Measure and parameterize dropoff in $f_{features}$ for FERENGI-fied images in Galaxy Zoo: Hubble



In [1]:

    
%matplotlib inline

from matplotlib import pyplot as plt
from astropy.table import Table
from astropy.io import fits
from scipy import optimize
from scipy.stats import distributions as dist
import numpy as np
import os
import requests
import warnings

warnings.filterwarnings('ignore', category=RuntimeWarning, append=True)
warnings.filterwarnings('ignore', category=UserWarning, append=True)



In [2]:

    
# Load data from Dropbox folder instead of clogging up Github

def download_from_dropbox(url):
    
    local_filename = "../data/{:}".format(url.split("/")[-1].split("?")[0])
    r = requests.get(url, stream=True)
    with open(local_filename, 'wb') as f:
        for chunk in r.iter_content(chunk_size=1024): 
            if chunk: # filter out keep-alive new chunks
                f.write(chunk)
                f.flush()

### PROVIDED INFORMATION
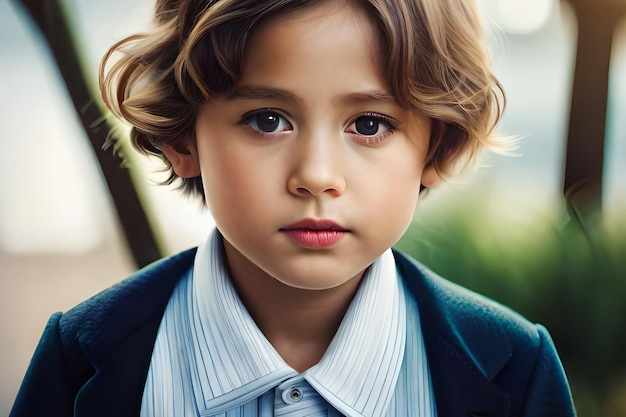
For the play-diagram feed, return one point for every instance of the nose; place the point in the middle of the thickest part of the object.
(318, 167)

--

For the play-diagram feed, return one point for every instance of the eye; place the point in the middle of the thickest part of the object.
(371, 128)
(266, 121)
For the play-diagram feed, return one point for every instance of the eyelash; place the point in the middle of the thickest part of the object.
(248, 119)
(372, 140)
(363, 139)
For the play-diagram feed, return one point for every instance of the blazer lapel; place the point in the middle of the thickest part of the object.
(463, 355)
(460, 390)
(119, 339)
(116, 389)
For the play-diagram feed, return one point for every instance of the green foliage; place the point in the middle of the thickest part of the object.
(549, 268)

* * *

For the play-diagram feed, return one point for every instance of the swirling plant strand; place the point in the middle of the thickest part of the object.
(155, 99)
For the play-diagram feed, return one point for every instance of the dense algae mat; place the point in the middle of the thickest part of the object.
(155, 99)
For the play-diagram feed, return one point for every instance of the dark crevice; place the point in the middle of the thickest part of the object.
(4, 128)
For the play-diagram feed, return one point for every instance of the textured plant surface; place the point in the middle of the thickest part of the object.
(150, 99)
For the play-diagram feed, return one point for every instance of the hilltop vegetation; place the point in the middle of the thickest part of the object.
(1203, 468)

### WORK TO DO
a - In the Galaxy Zoo notebook, what chunk size does the download function pass to iter_content?
b - Print the Galaxy Zoo notebook from "r = requests.get(url, stream=True)" to "f.write(chunk)".

### ANSWERS
a - 1024

b -
r = requests.get(url, stream=True)
    with open(local_filename, 'wb') as f:
        for chunk in r.iter_content(chunk_size=1024): 
            if chunk: # filter out keep-alive new chunks
                f.write(chunk)